* [Work request]:
Go to the line in the entries below that holds "Target = dog's left ear" and repeat exactly from there through the line that holds "Target = tan eyebrow marking", inclusive.

---- Data excerpts

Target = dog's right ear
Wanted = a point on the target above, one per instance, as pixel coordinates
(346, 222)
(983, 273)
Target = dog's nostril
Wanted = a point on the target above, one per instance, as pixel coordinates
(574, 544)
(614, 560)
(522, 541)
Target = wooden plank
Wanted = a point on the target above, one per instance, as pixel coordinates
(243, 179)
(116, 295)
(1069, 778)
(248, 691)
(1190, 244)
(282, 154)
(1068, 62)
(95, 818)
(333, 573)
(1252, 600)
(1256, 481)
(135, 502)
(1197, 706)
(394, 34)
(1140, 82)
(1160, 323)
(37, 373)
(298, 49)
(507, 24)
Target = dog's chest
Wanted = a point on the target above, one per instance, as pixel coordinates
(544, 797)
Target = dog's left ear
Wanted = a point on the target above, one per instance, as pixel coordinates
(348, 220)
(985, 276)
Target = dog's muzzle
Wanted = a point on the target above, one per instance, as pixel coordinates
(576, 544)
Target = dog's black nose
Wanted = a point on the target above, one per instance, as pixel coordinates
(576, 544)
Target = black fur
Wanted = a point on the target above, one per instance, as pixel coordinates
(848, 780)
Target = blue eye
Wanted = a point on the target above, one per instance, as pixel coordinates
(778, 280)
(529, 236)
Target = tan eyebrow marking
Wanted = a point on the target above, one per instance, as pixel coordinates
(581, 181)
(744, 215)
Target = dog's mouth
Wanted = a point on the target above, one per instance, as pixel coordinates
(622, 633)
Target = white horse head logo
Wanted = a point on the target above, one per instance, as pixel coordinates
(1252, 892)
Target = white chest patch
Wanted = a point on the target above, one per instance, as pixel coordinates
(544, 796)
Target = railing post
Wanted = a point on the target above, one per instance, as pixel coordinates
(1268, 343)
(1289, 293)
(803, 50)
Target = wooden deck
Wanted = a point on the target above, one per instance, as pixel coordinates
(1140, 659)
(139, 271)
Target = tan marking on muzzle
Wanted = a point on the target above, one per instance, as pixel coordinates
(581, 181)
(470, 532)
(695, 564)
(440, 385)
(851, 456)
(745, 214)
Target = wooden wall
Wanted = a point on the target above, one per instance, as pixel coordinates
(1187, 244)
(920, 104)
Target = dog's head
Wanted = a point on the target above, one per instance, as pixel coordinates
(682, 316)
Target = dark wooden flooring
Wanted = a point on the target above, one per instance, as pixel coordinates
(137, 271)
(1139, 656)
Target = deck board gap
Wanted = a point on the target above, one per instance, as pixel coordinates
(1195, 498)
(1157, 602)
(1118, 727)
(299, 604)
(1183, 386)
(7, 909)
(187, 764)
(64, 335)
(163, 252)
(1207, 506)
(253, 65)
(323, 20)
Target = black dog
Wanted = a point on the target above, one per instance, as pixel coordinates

--------

* [Written solution]:
Target = dog's left ear
Wanted = a point on the target above, one per instance, as pixel coordinates
(348, 220)
(985, 276)
Target = dog's muzzle
Wanted = a point on the target above, one per instance, as pixel coordinates
(576, 544)
Target = dog's black nose
Wanted = a point on the target above, one per instance, as pixel coordinates
(576, 544)
Target = black fur
Wanted = a point on the target above, one per instance, as pixel coordinates
(848, 780)
Target = blue eye
Wanted = a point on the target above, one per instance, as pixel coordinates
(778, 280)
(529, 236)
Target = tan eyebrow marking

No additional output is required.